• Pedido de tarefa 1: Devolva sem nenhuma alteração a parte do trecho para análise que começa nas palavras "Por um boné" e vai até depois das palavras "o emprego precisava.".
• Pedido de tarefa 2: No trecho para análise, liste todas as coisas que a frase iniciada por "Calado diante do pequeno" enumera como perdidas.

Anos sem trabalho, empenhou os lençóis de linho pra pagar a penhora da bicicleta, que o trabalho exigia. Felicidade muita foi só de um dia, que logo lhe roubaram a magrela, e o trabalho, e a alegria.

A polícia não deu conta, ocupada que estava com comício de político. E a cartomante disse: "vai atrás, acha quem roubou agora ou não acha nunca mais...".

Por um boné reconheceu o ladrão. Certeza absoluta, mas prova não tinha. Seguiu, quis bater, levou a polícia, até ouvir que aquele nunca roubara, epilético que era passava mais tempo no hospital. Boné todo mundo usava, e a certeza que nasce do desespero nasce condenada. Podia não ser, mas o emprego precisava.

Fim de jogo de futebol, milhares de bicicletas dando sopa. Por que não pegar uma qualquer? Por que, por que? Batia fundo, alma penada, coração disparado, coisa que ladrão de verdade não se pergunta, nem a adrenalina extravasa.

Não era seu caso, mas o emprego não podia perder. Arriscou - era o tudo ou nada. Foi o nada. Pior, foi o desencanto diante do filho, que chorou sentido, tristeza que o salvou de ser linchado.

Calado diante do pequeno, humilhado, arrasado, perdeu os lençóis no Prego, a bicicleta, a dignidade, o emprego, a palavra. Perdeu tudo, menos a vida miserável.

No cine, acabou a luz no meio do filme, quando voltou, queimou o celuloide. A luz acendeu enquanto emendavam a película. Eu fiquei de olhos fechados, isso foi o que guardei num escaninho do cerebelo há mais de trinta anos.

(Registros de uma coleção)
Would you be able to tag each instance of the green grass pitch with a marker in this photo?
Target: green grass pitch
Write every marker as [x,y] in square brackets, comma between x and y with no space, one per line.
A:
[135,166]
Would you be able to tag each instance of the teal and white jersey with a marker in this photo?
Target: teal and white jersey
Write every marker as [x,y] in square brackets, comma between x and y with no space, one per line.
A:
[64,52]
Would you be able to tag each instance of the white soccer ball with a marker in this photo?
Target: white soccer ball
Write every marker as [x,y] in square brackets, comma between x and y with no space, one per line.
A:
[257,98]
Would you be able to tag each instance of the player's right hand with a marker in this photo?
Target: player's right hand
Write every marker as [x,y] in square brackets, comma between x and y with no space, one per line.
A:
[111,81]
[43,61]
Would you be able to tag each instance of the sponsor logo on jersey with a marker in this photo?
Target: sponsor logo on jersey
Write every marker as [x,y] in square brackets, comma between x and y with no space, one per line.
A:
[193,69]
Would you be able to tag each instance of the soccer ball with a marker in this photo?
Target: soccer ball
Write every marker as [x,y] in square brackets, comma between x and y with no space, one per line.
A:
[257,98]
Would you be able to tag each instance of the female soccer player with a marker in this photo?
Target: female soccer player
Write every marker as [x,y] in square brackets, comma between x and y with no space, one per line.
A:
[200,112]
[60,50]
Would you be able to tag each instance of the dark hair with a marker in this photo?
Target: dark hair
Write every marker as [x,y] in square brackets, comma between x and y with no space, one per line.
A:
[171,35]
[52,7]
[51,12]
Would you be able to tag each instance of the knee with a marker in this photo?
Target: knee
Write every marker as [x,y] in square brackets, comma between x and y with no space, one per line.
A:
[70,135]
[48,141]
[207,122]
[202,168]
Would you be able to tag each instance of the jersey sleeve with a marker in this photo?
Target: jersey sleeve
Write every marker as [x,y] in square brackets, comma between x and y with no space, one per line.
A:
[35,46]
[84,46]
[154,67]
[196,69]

• Resultado do exercício 1:
Por um boné reconheceu o ladrão. Certeza absoluta, mas prova não tinha. Seguiu, quis bater, levou a polícia, até ouvir que aquele nunca roubara, epilético que era passava mais tempo no hospital. Boné todo mundo usava, e a certeza que nasce do desespero nasce condenada. Podia não ser, mas o emprego precisava.

• Resultado do exercício 2:
os lençóis no Prego
a bicicleta
a dignidade
o emprego
a palavra